- _Given instruction A_
In the import-mbox thread, which method does Daniel Gruno consider a safer way to archive?
- _Given instruction B_
Rewrite the passage of the import-mbox thread that begins at the words "That all depends" and stops after "causes the issue.", changing "parsed message" to "decoded message".
- _Given instruction C_
Carry the import-mbox thread forward from the point at which it stops.

- _Page_

============================================================

Re: incubator-ponymail git commit: import-mbox.py messages need the thread number

sebb Mon, 21 Nov 2016 08:28:44 -0800

On 21 November 2016 at 11:52, Daniel Gruno <[email protected]> wrote:
> On 11/21/2016 12:50 PM, sebb wrote:
>> On 21 November 2016 at 11:40, Francesco Chicchiriccò
>> <[email protected]> wrote:
>>> Hi all,
>>> not sure but it seems that the commit below broke my scheduled import from 
>>> mbox:
>>
>> It won't be that commit, most likely the fix for #251
>>
>> https://github.com/apache/incubator-ponymail/commit/1a3bff403166c917738fd02acefc988b909d4eae#diff-0102373f79eaa72ffaff3ce7675b6a43
>>
>> This presumably means the archiver would have fallen over with the same 
>> e-mail.
>> Or there is an encoding problem with writing the mail to the mbox - or
>> reading it - so the importer is not seeing the same input as the
>> archiver.
>
> The importer usually sees things as ASCII, whereas the archiver _can_
> get fed input as unicode by postfix (I don't know why, but there it is).
> This may explain why. I think as_bytes is a safer way to archive, as
> it's binary.


That all depends how the binary is generated.
As far as I can tell, the parsed message is not stored as binary, so
it has to be encoded to create the bytes.

>>
>> It would be useful to know what the message is that causes the issue.
>>
>> If you can find it I can take a look later.
>>
>>> Exception in thread Thread-1:
>>> Traceback (most recent call last):
>>>   File "/usr/lib/python3.5/threading.py", line 914, in _bootstrap_inner
>>>     self.run()
>>>   File "import-mbox.py", line 297, in run
>>>     'source': message.as_string()
>>>   File "/usr/lib/python3.5/email/message.py", line 159, in as_string
>>>     g.flatten(self, unixfrom=unixfrom)
>>>   File "/usr/lib/python3.5/email/generator.py", line 115, in flatten
>>>     self._write(msg)
>>>   File "/usr/lib/python3.5/email/generator.py", line 181, in _write
>>>     self._dispatch(msg)
>>>   File "/usr/lib/python3.5/email/generator.py", line 214, in _dispatch
>>>     meth(msg)
>>>   File "/usr/lib/python3.5/email/generator.py", line 243, in _handle_text
>>>     msg.set_payload(payload, charset)
>>>   File "/usr/lib/python3.5/email/message.py", line 316, in set_payload
>>>     payload = payload.encode(charset.output_charset)
>>> UnicodeEncodeError: 'ascii' codec can't encode character '\ufffd' in 
>>> position 3657: ordinal not in range(128)
>>>
>>> Any hint / workaround?

============================================================

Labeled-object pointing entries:
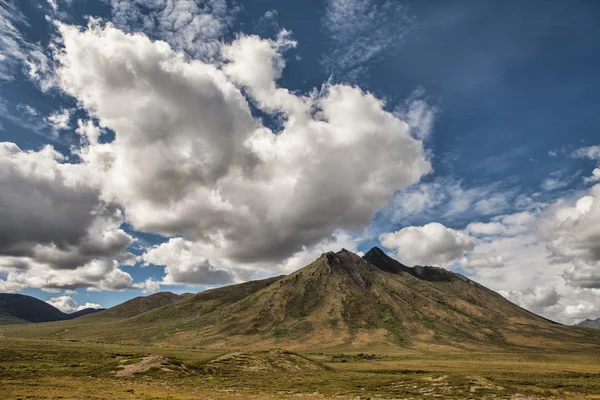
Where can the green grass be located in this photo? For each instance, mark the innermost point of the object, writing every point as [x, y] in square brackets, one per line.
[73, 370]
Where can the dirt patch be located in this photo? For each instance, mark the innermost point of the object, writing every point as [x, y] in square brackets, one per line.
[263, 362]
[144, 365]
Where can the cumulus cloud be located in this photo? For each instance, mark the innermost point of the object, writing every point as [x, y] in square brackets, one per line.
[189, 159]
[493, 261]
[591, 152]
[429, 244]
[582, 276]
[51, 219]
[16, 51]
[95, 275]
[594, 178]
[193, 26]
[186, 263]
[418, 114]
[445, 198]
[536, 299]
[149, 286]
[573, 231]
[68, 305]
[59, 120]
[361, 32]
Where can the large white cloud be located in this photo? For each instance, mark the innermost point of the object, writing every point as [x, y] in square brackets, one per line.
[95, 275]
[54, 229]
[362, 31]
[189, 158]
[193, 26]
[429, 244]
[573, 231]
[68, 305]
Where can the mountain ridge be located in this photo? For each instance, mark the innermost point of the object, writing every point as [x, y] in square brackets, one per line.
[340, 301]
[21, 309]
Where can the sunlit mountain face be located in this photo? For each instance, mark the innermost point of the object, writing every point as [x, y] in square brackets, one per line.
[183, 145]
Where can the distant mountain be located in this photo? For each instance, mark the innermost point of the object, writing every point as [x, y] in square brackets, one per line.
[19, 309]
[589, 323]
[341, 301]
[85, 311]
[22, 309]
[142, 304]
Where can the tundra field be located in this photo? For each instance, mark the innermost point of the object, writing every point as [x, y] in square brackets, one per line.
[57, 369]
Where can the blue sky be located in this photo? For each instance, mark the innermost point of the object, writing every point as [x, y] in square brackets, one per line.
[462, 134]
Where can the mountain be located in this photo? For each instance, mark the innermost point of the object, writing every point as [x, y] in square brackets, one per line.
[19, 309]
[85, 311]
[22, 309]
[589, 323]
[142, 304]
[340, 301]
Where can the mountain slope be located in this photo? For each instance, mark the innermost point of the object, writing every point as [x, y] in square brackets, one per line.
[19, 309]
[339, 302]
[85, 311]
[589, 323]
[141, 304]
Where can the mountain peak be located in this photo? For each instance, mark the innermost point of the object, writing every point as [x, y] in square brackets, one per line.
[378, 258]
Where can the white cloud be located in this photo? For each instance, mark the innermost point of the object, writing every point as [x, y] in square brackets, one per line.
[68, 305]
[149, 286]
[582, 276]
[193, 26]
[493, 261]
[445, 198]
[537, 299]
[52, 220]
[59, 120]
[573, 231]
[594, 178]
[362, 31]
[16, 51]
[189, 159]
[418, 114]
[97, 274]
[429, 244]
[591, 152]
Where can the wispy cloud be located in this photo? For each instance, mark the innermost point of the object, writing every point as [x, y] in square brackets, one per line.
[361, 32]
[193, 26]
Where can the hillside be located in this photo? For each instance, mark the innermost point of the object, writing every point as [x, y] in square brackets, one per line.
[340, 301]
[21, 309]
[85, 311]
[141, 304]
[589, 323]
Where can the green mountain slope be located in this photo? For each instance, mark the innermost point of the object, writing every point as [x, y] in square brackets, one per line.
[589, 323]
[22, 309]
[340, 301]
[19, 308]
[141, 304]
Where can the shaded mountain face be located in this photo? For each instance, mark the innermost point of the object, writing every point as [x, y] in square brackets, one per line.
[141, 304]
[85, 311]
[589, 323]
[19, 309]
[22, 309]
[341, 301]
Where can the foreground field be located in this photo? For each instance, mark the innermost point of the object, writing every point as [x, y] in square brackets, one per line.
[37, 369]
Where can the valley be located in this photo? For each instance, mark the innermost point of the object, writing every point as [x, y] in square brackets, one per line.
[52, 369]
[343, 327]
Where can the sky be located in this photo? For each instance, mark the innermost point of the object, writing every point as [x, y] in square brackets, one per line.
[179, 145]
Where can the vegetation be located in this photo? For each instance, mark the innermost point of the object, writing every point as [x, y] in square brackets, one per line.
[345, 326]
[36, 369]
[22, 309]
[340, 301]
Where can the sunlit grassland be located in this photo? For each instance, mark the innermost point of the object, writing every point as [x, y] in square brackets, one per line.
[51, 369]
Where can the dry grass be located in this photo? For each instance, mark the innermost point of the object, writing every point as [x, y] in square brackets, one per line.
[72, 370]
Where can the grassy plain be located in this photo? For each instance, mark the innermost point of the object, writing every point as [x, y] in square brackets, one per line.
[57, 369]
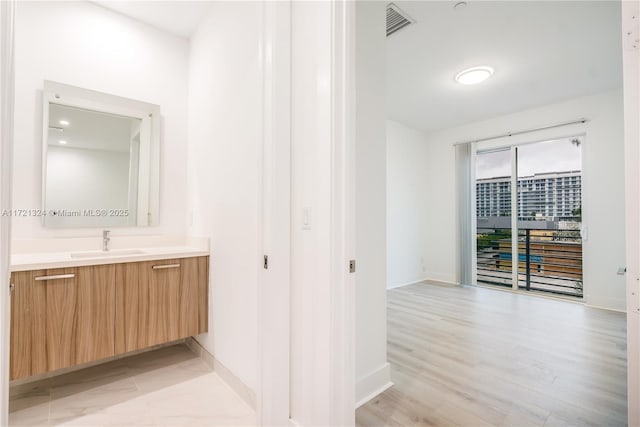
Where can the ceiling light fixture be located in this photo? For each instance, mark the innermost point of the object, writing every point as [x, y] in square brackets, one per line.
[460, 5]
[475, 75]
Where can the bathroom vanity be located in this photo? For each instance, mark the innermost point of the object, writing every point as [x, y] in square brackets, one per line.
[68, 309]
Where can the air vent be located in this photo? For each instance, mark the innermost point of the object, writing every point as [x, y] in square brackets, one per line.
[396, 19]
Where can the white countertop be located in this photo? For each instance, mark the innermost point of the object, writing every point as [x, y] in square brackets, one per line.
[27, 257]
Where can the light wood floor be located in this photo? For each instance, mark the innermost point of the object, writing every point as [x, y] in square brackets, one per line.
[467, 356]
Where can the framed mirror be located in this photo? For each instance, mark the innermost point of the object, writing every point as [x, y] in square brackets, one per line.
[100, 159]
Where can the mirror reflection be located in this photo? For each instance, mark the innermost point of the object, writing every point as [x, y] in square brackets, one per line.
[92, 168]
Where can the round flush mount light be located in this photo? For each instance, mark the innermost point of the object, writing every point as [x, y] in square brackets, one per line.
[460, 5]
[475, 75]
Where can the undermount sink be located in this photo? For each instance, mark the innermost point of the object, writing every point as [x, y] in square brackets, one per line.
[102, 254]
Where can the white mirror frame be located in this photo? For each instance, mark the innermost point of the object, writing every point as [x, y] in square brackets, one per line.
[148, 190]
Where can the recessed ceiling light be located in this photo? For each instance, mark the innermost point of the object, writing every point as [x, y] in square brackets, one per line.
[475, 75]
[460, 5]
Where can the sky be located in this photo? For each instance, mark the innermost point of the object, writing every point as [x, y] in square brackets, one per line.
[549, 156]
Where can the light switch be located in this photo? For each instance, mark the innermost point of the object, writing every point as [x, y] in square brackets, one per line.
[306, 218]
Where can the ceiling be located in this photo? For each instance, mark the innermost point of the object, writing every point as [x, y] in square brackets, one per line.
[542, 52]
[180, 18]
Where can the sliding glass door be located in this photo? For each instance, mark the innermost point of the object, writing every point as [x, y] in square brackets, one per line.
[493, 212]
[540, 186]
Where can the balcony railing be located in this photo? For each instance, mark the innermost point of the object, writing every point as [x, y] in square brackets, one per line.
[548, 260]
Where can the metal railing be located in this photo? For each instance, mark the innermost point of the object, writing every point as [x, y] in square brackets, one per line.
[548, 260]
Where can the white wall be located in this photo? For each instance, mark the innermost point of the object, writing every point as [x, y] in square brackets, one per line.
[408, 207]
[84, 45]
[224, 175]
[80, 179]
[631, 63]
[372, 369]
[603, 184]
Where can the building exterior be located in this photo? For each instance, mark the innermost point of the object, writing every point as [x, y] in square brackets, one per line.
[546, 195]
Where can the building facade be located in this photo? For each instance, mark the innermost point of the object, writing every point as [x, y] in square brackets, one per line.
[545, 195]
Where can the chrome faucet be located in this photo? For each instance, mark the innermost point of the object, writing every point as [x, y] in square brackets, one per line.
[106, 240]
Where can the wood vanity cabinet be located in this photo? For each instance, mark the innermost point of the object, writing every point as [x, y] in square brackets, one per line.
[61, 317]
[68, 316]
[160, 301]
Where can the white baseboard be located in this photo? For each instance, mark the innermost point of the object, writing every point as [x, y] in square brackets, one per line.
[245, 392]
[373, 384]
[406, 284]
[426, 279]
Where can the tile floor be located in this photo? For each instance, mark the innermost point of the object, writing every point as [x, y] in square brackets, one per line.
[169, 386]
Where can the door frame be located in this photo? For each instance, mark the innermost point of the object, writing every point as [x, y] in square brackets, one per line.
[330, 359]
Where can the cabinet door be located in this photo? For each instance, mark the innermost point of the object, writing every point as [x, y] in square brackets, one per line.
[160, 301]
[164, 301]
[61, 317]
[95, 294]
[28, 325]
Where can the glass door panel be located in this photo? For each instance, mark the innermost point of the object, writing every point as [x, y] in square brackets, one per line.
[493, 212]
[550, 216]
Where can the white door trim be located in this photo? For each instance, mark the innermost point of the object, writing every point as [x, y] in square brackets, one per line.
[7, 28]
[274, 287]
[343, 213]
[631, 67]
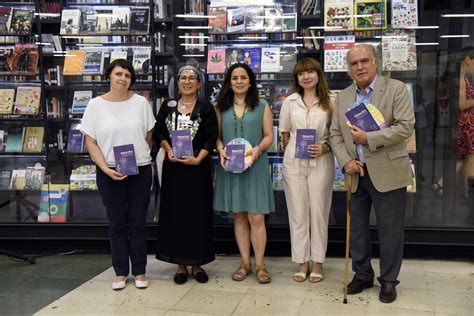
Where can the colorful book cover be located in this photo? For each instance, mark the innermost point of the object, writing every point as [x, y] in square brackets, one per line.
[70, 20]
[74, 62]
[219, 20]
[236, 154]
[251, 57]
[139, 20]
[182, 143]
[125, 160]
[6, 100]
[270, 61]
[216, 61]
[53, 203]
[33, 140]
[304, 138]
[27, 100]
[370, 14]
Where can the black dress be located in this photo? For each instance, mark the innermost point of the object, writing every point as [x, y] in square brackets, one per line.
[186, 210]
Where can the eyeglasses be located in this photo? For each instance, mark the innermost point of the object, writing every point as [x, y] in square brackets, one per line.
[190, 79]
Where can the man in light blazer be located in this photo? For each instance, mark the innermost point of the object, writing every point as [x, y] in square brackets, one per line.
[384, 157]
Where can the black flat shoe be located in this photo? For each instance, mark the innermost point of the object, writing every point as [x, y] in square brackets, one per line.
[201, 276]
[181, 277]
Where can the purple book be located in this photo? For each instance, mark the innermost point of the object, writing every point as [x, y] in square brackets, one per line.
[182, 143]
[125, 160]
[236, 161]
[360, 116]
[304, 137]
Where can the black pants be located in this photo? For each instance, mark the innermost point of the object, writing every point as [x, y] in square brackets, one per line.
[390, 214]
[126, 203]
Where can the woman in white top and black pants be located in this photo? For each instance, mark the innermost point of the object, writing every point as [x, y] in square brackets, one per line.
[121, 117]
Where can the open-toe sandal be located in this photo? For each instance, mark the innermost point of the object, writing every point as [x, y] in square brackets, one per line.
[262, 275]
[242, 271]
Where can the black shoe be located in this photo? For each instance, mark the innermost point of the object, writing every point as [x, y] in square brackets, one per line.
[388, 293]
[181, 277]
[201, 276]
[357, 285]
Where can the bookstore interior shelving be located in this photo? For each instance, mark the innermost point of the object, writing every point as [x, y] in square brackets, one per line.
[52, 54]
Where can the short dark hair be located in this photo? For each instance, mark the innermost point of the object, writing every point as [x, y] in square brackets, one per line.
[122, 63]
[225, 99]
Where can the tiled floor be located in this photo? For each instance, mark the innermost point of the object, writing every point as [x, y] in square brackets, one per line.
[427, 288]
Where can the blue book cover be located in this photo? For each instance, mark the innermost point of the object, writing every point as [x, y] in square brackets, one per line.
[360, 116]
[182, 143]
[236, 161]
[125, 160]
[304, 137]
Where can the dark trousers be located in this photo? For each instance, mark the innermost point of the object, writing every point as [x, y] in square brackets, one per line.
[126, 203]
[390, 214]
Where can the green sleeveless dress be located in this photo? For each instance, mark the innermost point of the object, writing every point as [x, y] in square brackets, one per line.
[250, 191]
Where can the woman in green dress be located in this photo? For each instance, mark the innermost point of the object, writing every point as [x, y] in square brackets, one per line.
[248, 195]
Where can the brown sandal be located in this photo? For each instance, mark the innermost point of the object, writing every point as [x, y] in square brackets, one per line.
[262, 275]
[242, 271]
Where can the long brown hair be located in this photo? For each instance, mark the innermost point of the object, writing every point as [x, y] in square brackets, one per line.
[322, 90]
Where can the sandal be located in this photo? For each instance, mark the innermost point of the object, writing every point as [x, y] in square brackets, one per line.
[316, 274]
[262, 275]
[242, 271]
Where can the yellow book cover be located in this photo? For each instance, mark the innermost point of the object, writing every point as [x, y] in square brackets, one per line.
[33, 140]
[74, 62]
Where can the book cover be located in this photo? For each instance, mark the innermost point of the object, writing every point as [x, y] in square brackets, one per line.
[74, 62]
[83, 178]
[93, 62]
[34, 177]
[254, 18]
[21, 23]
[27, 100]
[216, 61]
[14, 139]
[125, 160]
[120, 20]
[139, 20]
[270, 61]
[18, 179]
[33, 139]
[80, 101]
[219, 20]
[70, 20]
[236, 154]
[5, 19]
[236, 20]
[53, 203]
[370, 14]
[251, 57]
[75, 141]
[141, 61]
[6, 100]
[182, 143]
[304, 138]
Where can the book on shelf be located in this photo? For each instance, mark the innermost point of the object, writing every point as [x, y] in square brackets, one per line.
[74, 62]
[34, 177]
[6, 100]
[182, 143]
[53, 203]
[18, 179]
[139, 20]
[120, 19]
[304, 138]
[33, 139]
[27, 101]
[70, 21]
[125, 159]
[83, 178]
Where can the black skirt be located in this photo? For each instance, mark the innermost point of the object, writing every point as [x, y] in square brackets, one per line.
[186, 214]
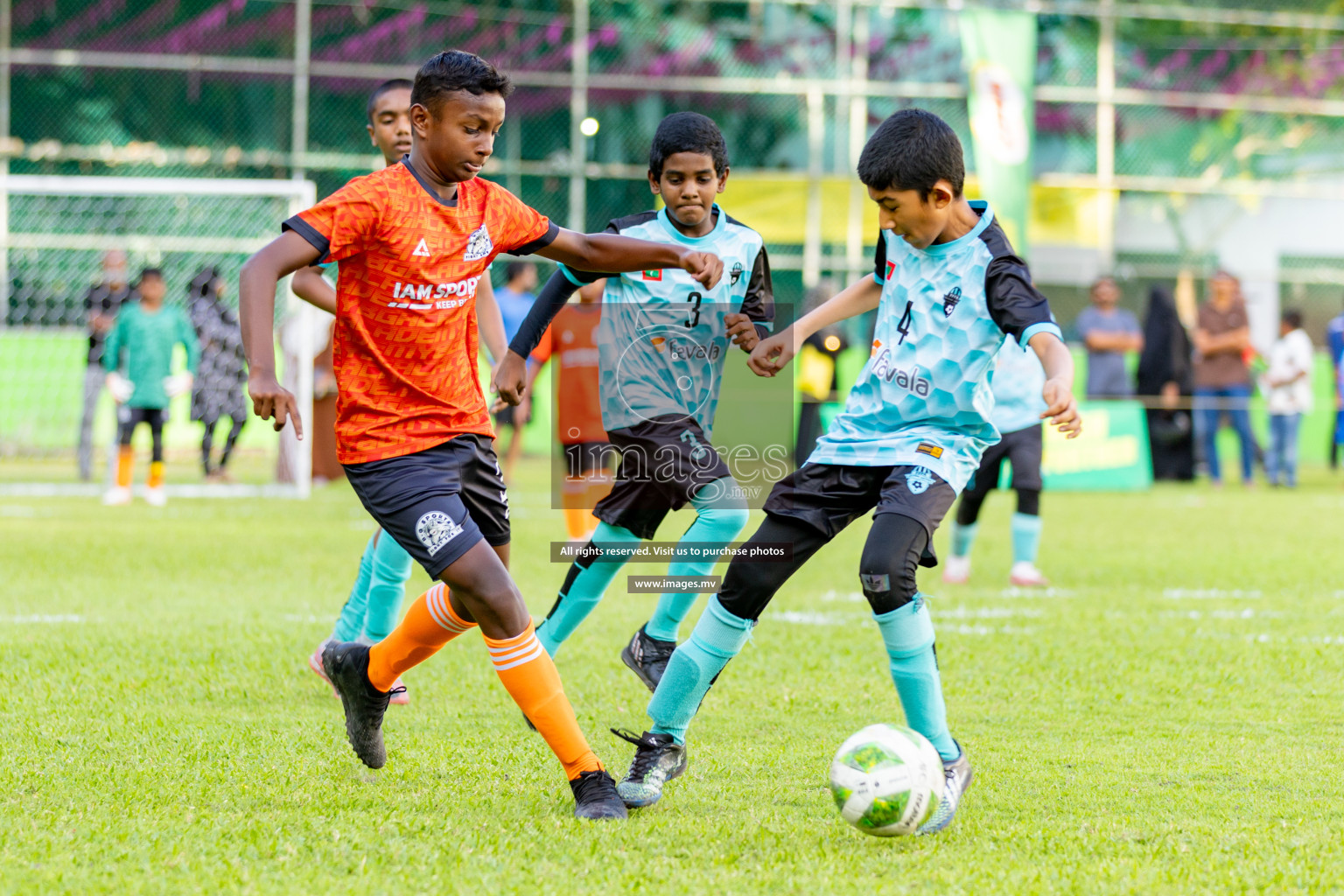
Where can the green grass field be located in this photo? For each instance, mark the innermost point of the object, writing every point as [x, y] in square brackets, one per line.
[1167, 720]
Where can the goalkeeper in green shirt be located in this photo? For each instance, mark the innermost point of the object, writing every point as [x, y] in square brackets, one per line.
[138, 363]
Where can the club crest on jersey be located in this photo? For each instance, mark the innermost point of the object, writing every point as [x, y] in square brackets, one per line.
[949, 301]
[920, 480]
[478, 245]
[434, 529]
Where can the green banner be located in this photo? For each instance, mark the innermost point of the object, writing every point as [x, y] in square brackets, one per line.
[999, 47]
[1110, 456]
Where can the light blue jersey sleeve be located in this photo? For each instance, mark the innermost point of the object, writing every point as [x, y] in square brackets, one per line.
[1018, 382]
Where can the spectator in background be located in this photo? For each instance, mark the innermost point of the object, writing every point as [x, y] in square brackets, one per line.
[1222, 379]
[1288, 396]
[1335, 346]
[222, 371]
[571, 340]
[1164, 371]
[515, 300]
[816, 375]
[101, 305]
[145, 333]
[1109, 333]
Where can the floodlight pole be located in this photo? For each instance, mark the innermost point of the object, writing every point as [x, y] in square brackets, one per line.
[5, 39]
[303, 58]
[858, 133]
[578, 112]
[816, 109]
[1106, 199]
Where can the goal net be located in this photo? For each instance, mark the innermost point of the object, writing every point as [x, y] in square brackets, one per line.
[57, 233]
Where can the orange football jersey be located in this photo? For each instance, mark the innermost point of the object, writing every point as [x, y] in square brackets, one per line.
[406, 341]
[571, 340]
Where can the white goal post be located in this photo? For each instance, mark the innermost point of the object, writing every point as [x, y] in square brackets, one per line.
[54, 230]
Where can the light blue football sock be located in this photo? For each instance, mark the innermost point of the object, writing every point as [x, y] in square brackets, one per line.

============================================================

- _Final result A_
He considers as_bytes safer, because it is binary.

- _Final result B_
That all depends how the binary is generated.
As far as I can tell, the decoded message is not stored as binary, so
it has to be encoded to create the bytes.

>>
>> It would be useful to know what the message is that causes the issue.

- _Final result C_
>>>
>>> On 2016-11-21 00:20 (+0100), [email protected] wrote:
>>>> Repository: incubator-ponymail
>>>> Updated Branches:
>>>>   refs/heads/master 1a3bff403 -> af1544e7b
>>>>
>>>>
>>>> import-mbox.py messages need the thread number
>>>>
>>>> This fixes #248
>>>>
>>>> Project: http://git-wip-us.apache.org/repos/asf/incubator-ponymail/repo
>>>> Commit: 
>>>> http://git-wip-us.apache.org/repos/asf/incubator-ponymail/commit/af1544e7
>>>> Tree: 
>>>> http://git-wip-us.apache.org/repos/asf/incubator-ponymail/tree/af1544e7
>>>> Diff: 
>>>> http://git-wip-us.apache.org/repos/asf/incubator-ponymail/diff/af1544e7
>>>>
>>>> Branch: refs/heads/master
>>>> Commit: af1544e7b63d81a5998a4b3a1471586d63d72a4e
>>>> Parents: 1a3bff4
>>>> Author: Sebb <[email protected]>
>>>> Authored: Sun Nov 20 23:19:55 2016 +0000
>>>> Committer: Sebb <[email protected]>
>>>> Committed: Sun Nov 20 23:19:55 2016 +0000
>>>>
>>>> ----------------------------------------------------------------------
>>>>  tools/import-mbox.py | 59 +++++++++++++++++++++++++++--------------------
>>>>  1 file changed, 34 insertions(+), 25 deletions(-)
>>>> ----------------------------------------------------------------------
>>>>
>>>>
>>>> http://git-wip-us.apache.org/repos/asf/incubator-ponymail/blob/af1544e7/tools/import-mbox.py
>>>> ----------------------------------------------------------------------
>>>> diff --git a/tools/import-mbox.py b/tools/import-mbox.py
>>>> index 15f09ad..12bc0d1 100755
>>>> --- a/tools/import-mbox.py
>>>> +++ b/tools/import-mbox.py
>>>> @@ -107,7 +107,9 @@ es = Elasticsearch([
>>>>  rootURL = ""
>>>>
>>>>  class BulkThread(Thread):
>>>> -    def assign(self, json, xes, dtype = 'mbox', wc = 'quorum'):
>>>> +
>>>> +    def assign(self, id, json, xes, dtype = 'mbox', wc = 'quorum'):
>>>> +        self.id = id
>>>>          self.json = json
>>>>          self.xes = xes
>>>>          self.dtype = dtype
>>>> @@ -133,17 +135,24 @@ class BulkThread(Thread):
>>>>          try:
>>>>              helpers.bulk(self.xes, js_arr)
>>>>          except Exception as err:
>>>> -            print("Warning: Could not bulk insert: %s" % err)
>>>> -        #print("Inserted %u entries" % len(js_arr))
>>>> +            print("%d: Warning: Could not bulk insert: %s into %s" % 
>>>> (self.id,err,self.dtype))
>>>> +#         print("%d: Inserted %u entries into %s" % (self.id, 
>>>> len(js_arr),self.dtype))
>>>>
>>>>
>>>>  class SlurpThread(Thread):
>>>>
>>>> +    def __init__(self, index):
>>>> +        self.id = index
>>>> +        super(SlurpThread, self).__init__()
>>>> +
>>>> +    def printid(self,message):
>>>> +        print("%d: %s" % (self.id, message))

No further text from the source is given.